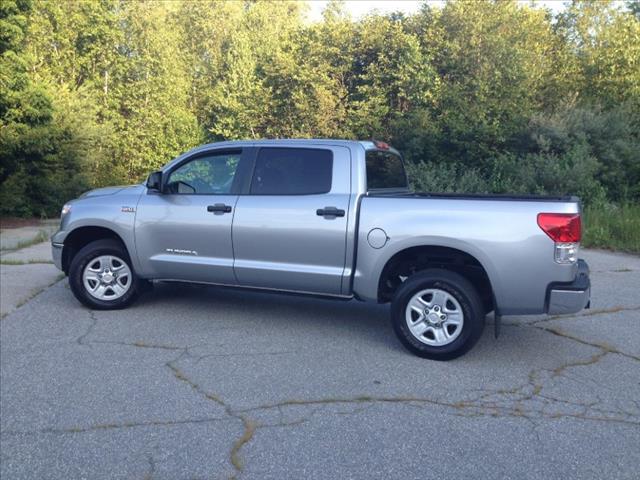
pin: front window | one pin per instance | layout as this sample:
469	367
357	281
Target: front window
207	174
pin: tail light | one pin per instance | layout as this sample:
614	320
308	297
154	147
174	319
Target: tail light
565	229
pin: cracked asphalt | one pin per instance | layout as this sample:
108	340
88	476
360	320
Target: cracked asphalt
198	382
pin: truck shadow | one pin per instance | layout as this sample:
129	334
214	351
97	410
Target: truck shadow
227	307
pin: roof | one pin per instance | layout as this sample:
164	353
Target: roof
365	144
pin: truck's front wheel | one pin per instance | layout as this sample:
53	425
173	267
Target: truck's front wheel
101	276
437	314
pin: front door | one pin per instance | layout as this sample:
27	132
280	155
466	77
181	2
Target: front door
184	233
289	230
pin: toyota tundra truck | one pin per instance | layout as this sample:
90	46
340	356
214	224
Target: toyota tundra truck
331	218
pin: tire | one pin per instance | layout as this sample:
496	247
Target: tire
87	271
450	329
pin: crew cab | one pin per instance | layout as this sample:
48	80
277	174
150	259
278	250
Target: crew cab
334	218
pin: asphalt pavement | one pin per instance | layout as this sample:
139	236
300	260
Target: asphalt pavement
198	382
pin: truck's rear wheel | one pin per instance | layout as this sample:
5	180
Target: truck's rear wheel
437	314
101	276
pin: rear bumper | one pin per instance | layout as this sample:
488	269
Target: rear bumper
563	298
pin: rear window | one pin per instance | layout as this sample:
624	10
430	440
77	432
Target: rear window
385	170
292	171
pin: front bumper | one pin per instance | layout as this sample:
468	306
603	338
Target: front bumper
563	298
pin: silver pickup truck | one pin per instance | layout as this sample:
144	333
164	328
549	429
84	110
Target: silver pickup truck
333	218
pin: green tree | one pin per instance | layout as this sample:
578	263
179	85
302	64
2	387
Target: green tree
42	149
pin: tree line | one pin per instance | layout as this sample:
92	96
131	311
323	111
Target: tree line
491	96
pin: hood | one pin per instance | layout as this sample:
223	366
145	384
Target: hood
106	191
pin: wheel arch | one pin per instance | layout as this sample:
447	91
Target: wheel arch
416	258
79	237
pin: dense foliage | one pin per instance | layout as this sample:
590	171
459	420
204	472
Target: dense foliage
480	96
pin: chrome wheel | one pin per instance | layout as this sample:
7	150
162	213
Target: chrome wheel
107	277
434	317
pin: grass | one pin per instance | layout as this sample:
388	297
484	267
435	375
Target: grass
41	236
614	227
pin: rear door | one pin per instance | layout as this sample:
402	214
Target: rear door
184	233
289	231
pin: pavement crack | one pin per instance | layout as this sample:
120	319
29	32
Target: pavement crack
81	340
602	346
588	313
116	426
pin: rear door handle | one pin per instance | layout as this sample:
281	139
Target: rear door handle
219	208
330	212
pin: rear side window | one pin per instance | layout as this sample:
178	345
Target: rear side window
292	171
385	170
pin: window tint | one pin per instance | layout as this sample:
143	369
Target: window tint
384	170
208	174
292	171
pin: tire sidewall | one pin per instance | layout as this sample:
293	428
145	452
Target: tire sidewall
87	255
464	293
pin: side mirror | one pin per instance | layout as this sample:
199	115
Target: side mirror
154	181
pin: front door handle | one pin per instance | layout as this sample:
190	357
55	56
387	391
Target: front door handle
219	208
330	212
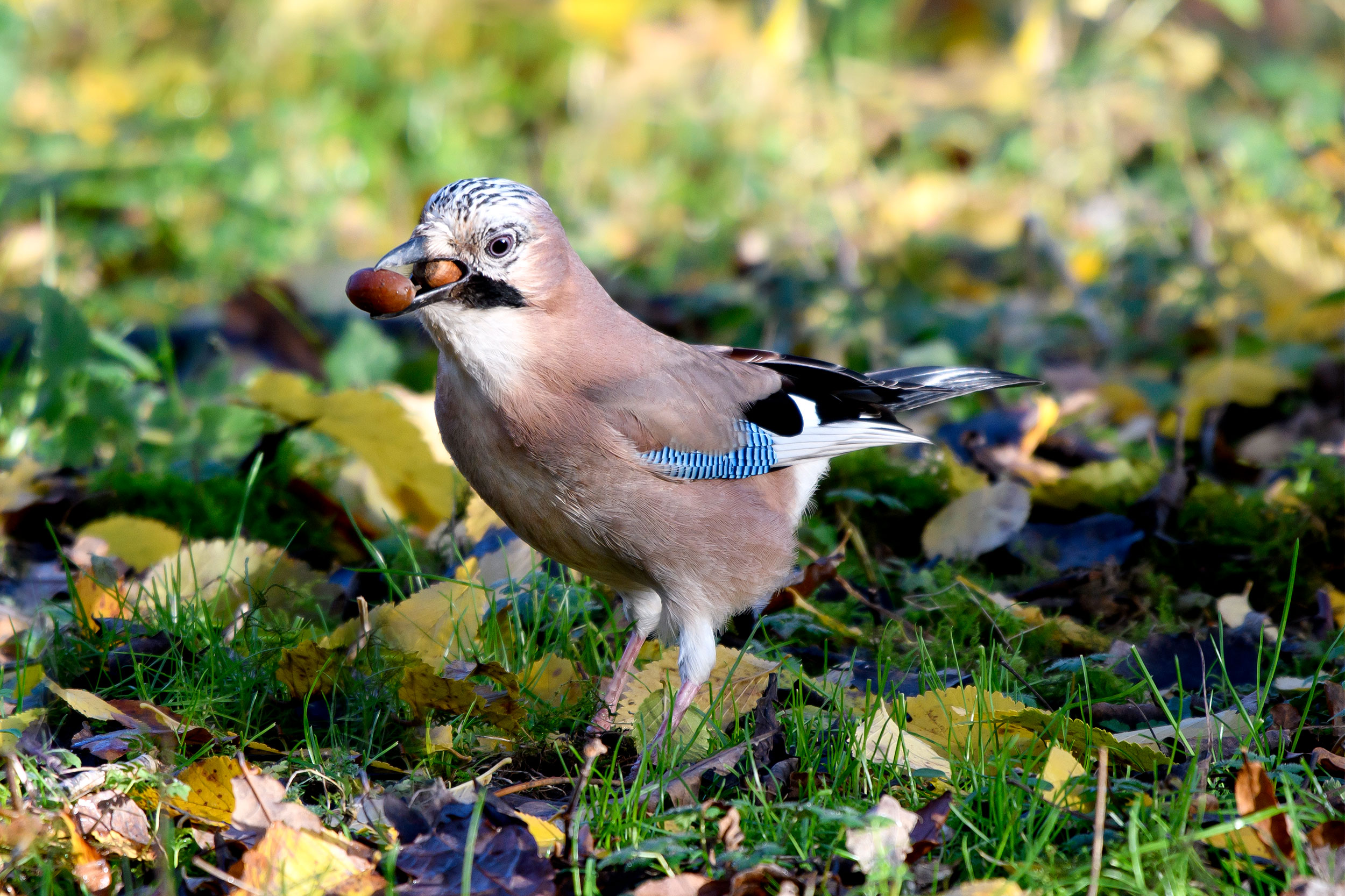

***

**EXERCISE DIRECTIONS:**
List every line of the items that contains the string "sidewall".

**SOLUTION:**
pin: tire sidewall | one pin per instance | layout as this sample:
Target: tire sidewall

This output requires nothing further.